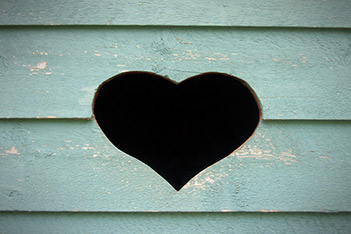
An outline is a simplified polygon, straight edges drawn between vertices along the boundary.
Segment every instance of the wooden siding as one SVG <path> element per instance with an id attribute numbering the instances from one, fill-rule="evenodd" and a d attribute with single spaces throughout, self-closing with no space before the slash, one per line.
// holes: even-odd
<path id="1" fill-rule="evenodd" d="M 348 213 L 21 213 L 0 216 L 3 233 L 349 233 Z"/>
<path id="2" fill-rule="evenodd" d="M 349 0 L 2 1 L 0 25 L 351 26 Z"/>
<path id="3" fill-rule="evenodd" d="M 346 29 L 4 27 L 0 35 L 2 118 L 90 118 L 104 80 L 142 70 L 177 81 L 238 76 L 264 119 L 351 120 Z"/>
<path id="4" fill-rule="evenodd" d="M 349 233 L 351 1 L 2 1 L 0 233 Z M 123 71 L 246 80 L 255 135 L 179 192 L 92 118 Z M 141 113 L 142 114 L 142 113 Z"/>
<path id="5" fill-rule="evenodd" d="M 264 121 L 179 192 L 115 149 L 94 121 L 0 128 L 1 210 L 351 211 L 349 121 Z"/>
• • • • •
> _REQUIREMENT_:
No picture belongs in the answer; the rest of the records must be repeated exactly.

> _RESPONSE AREA_:
An outline is a simplified polygon, straight edges drawn between vertices along the boundary.
Segment every instance of the wooden siding as one SVG <path> element per instance with an id attribute numbering the instances from one, fill-rule="evenodd" and a d attribute with single spaces throughout, self-closing with no space before the slash, one per line.
// holes: even-odd
<path id="1" fill-rule="evenodd" d="M 348 213 L 21 213 L 0 216 L 3 233 L 349 233 Z"/>
<path id="2" fill-rule="evenodd" d="M 349 0 L 2 1 L 0 25 L 351 26 Z"/>
<path id="3" fill-rule="evenodd" d="M 346 29 L 4 27 L 0 35 L 2 118 L 90 118 L 104 80 L 142 70 L 177 81 L 238 76 L 264 119 L 351 120 Z"/>
<path id="4" fill-rule="evenodd" d="M 349 233 L 351 1 L 2 1 L 0 233 Z M 123 71 L 246 80 L 255 135 L 179 192 L 92 118 Z M 141 113 L 142 114 L 142 113 Z"/>
<path id="5" fill-rule="evenodd" d="M 264 121 L 179 192 L 115 149 L 94 121 L 0 128 L 1 210 L 351 211 L 349 121 Z"/>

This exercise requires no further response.